### Texto extraído

Una edificación con 55 años de existencia en medio de un
desierto cuenta la historia de la región de Chihuahua. En un pedazo de suelo
árido se construyó un retazo de la vida de los pobladores norteños.
Lo que en un pasado fue un
mar, hoy es un lugar de esparcimiento construido por nativos que comparten
objetos que alguna vez adornaron el espacio de sus casas, y que en la
actualidad permite que tres mil visitantes por mes lo admiren.
La joya histórica es un
edificio ubicado en el ejido de San Agustín; siguiendo la línea divisoria, el recorrido desde
Ciudad Juárez hasta el museo es de aproximadamente 40 minutos, y se toma la carretera Juárez
Porvenir hasta llegar al kilómetro 29.
Desde las nueve de la mañana, cuando ya nació el sol, el Museo Regional del Valle de Juárez abre sus puertas
y llama la atención a los poblados aledaños como los amaneceres rojos y
amarillos de la ciudad, del mismo color del frente de las cinco salas
que albergan cultura, historia, y esparcimiento.
El olor a tierra de
sembradío, los ruidos de los vehículos, y la gente hacen cálido el viaje hacia
un pequeño poblado que levantó de la tierra desértica fósiles, y algunas piezas
que sobresalían de la arena, y, que jamás imaginaron, serían la fuerza para el
maestro Manuel Robles Flores, quien en 1982 decidió edificar el museo en este
poblado.
“Si me dicen que por qué
aquí y no en Juárez, alguna vez me lo dijo un erudito, ¿por qué no hiciste el
museo? no, le dije, es que ahí hay muchos museos ¿para qué iban a querer otro museo? (…) ¿por qué las comunidades rurales no van a tener acceso a este tipo de estos
espacios culturales, nada más en la ciudad? ¡claro que no verdad!”

######
### Material

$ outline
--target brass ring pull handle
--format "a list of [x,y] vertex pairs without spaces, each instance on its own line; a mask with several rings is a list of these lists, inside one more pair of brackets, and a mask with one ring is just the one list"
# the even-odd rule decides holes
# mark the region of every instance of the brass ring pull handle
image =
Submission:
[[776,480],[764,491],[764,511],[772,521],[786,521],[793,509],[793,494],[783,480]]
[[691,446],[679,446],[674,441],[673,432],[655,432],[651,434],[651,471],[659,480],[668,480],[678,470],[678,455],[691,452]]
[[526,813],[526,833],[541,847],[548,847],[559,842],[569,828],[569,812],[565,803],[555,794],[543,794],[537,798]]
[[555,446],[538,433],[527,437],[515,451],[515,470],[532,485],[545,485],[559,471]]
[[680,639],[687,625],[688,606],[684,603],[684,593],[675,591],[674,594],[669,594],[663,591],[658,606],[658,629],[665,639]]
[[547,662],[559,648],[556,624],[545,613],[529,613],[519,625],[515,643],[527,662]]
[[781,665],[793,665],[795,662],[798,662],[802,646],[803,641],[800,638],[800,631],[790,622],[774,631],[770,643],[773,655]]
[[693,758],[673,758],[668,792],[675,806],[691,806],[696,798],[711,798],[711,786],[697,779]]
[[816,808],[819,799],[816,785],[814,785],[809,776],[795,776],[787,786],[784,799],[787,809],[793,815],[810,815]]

######
### Material

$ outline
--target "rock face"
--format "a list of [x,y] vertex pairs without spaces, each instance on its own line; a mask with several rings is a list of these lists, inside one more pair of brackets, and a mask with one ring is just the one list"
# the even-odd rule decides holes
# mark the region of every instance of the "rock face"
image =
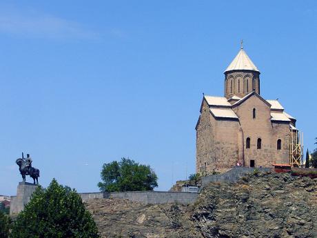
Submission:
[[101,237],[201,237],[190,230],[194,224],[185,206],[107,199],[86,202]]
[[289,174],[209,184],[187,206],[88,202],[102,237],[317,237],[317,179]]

######

**Su tarea:**
Transcriba sin cambios el fragmento del texto sobre el Museo Regional del Valle de Juárez que va desde "Lo que en un" hasta "mes lo admiren.".

**Respuesta:**
Lo que en un pasado fue un
mar, hoy es un lugar de esparcimiento construido por nativos que comparten
objetos que alguna vez adornaron el espacio de sus casas, y que en la
actualidad permite que tres mil visitantes por mes lo admiren.